======== Records shown

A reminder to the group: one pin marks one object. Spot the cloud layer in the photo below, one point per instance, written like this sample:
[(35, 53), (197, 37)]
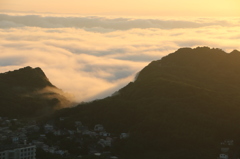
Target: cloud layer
[(91, 57)]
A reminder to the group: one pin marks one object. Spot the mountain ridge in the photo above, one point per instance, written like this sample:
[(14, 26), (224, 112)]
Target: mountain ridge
[(181, 106), (27, 92)]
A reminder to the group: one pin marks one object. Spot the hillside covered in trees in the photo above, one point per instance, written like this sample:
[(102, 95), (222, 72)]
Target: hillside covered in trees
[(181, 106)]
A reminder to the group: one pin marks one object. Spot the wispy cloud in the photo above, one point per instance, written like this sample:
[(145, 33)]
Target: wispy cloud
[(91, 57)]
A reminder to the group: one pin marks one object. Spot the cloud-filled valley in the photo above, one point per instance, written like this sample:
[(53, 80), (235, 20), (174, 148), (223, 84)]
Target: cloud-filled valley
[(91, 57)]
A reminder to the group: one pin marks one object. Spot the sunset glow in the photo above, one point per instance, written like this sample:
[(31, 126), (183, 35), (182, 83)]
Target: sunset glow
[(100, 46), (124, 7)]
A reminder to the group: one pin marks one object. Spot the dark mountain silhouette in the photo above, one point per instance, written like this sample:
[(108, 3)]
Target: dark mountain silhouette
[(27, 92), (181, 106)]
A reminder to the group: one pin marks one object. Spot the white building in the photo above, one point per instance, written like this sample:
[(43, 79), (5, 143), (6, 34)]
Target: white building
[(124, 135), (223, 156), (18, 152), (98, 127)]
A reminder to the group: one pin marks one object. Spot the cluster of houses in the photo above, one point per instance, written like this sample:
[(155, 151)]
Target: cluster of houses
[(22, 134)]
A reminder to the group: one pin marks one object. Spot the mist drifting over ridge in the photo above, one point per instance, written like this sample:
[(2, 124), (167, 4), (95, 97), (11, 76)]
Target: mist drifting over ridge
[(99, 55)]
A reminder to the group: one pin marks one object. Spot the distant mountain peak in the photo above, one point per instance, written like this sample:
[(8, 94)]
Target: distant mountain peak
[(29, 90)]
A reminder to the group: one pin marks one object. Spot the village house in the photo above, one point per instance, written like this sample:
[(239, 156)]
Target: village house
[(48, 128), (124, 135), (104, 134), (98, 128), (223, 156), (16, 151)]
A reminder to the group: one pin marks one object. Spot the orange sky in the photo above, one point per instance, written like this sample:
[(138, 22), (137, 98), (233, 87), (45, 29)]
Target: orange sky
[(128, 8)]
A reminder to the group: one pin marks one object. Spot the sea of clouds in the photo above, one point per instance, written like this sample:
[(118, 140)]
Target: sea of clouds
[(92, 57)]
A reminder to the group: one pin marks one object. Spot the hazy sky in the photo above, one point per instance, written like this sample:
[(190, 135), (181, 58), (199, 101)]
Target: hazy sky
[(100, 46), (128, 7), (94, 56)]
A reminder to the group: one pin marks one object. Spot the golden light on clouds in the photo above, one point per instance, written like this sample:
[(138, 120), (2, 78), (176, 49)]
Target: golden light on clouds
[(126, 7)]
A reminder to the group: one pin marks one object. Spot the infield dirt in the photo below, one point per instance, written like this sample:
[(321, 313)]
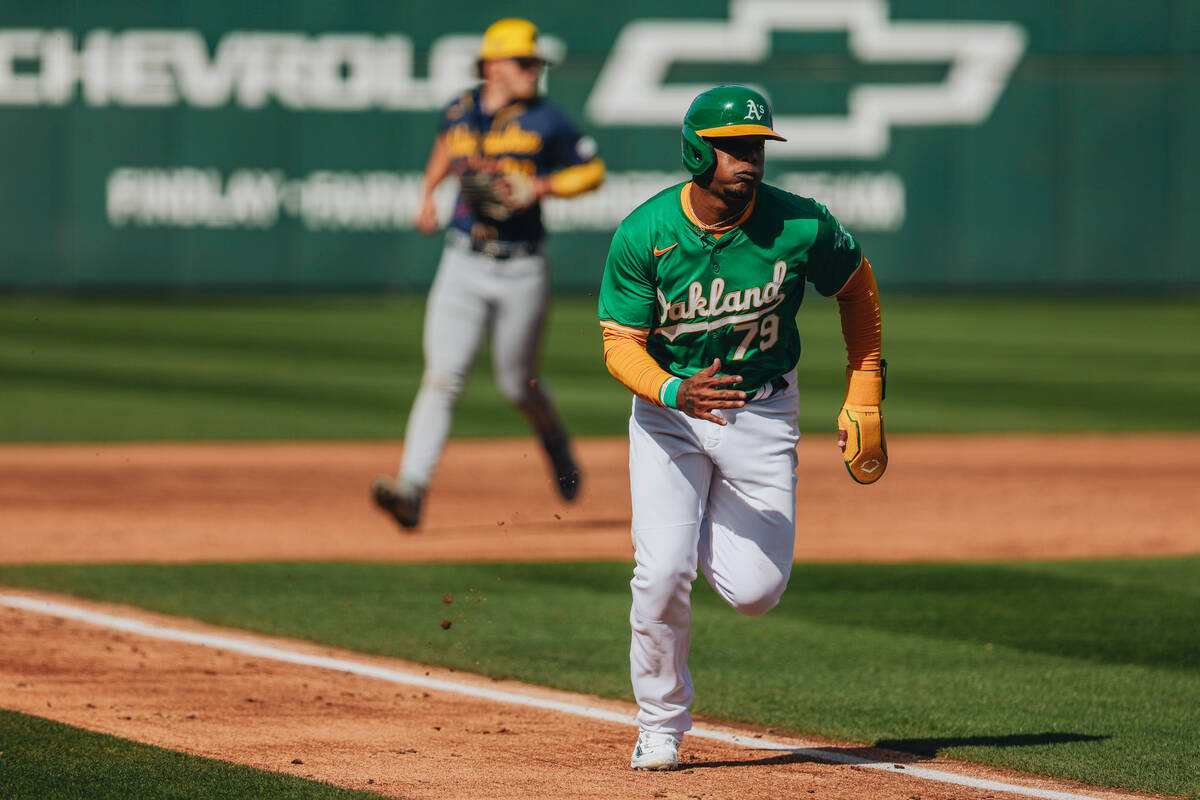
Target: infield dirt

================

Short problem – Copy the data above, replacing "the group" with "the team" everywhere and leaving everything else unchanged. Omit the pictures.

Solved exercise –
A reminder to the team: one pin marks one object. Spot the cloud layer in the photo below, one point per instance, written like this sample:
[(35, 53), (197, 37)]
Target: cloud layer
[(91, 57)]
A reminder to the team: one pin marks one object. Spot the mountain ridge in the photo above, one point per instance, written like this sample:
[(14, 26), (224, 112)]
Target: mountain ridge
[(181, 106), (27, 92)]
A reminder to the team: one pin marks one object. Spot the hillside covered in trees in the photo above, one point per instance, written like this sample:
[(102, 95), (222, 72)]
Target: hillside covered in trees
[(181, 106)]
A reminder to the team: one pin marks one object. Spot the wispy cloud in the photo above, one point per instance, written like this sample:
[(145, 33)]
Target: wispy cloud
[(91, 57)]
A reminder to the team: one pin marks one object. Spot the cloud-filled valley in the photo above, one point per instance, written like this sample:
[(53, 80), (235, 20), (174, 148), (223, 84)]
Target: cloud-filled valley
[(91, 57)]
A reminder to the team: one pin marks one object. Spot the sunset glow in the photo above, one point per instance, written like this sample:
[(31, 126), (183, 35), (182, 83)]
Target: sunset glow
[(100, 46), (124, 7)]
A reminder to the team: one pin marks one object. Spot the dark mountain silhouette in the photo above, one point per instance, written like this sample:
[(108, 3)]
Target: dark mountain silhouette
[(27, 92), (181, 106)]
A reminder to the team: one pin marks one object. Spot the white building in the photo above, one point per instance, written like this sample:
[(43, 79), (5, 143), (6, 34)]
Target: white building
[(124, 135), (223, 156), (18, 152), (98, 127)]
A reminder to the team: one pin marks one object. Spot the cluster of houses in the photo above, one point per instance, written like this sample:
[(155, 151)]
Target: cluster of houses
[(22, 134)]
A reminder to the team: one pin marks one object. Spot the mist drifting over ridge in the photo above, one point per instance, written like this sample:
[(2, 124), (167, 4), (95, 97), (11, 76)]
Target: mist drifting over ridge
[(99, 55)]
A reminder to the team: one pin marks one object. Spot the distant mountain peak in the photo above, one point per instance, written like this sample:
[(8, 94)]
Target: distant mountain peak
[(29, 90)]
A reminder to the team: one pin marks one object. Spot the village house in the photo above, one point per instance, written like this sample:
[(239, 156)]
Target: village house
[(48, 128), (124, 135), (104, 134), (98, 128), (223, 156), (16, 151)]
A reminder to the team: one pin marks one object. Spot the orange sky in the photo above, one point per instance, written like this sample:
[(138, 22), (137, 98), (233, 87), (45, 29)]
Target: orange sky
[(128, 8)]
A reminder to the team: one pin marks one object. Spot the sea of clouds in the photo above, one point per instance, written like this sample:
[(118, 140)]
Target: sea of clouds
[(92, 57)]
A reminder to the team: one pin marks one object. Spot the hazy sky in the photo above, one point per instance, written like this sample:
[(190, 135), (181, 58), (199, 101)]
Target: hazy sky
[(100, 46), (128, 7), (94, 56)]
A reminder to the team: one pin marks one object. Spot the golden light on clouds in the photo above, one point per instance, written like this sample:
[(138, 120), (2, 78), (176, 49)]
Target: golden light on clouds
[(126, 7)]
A reminder to the team: one pin marks one object. Spot the infield dirt in the photo below, one point per instance, written like this sample:
[(321, 313)]
Target: infield dirt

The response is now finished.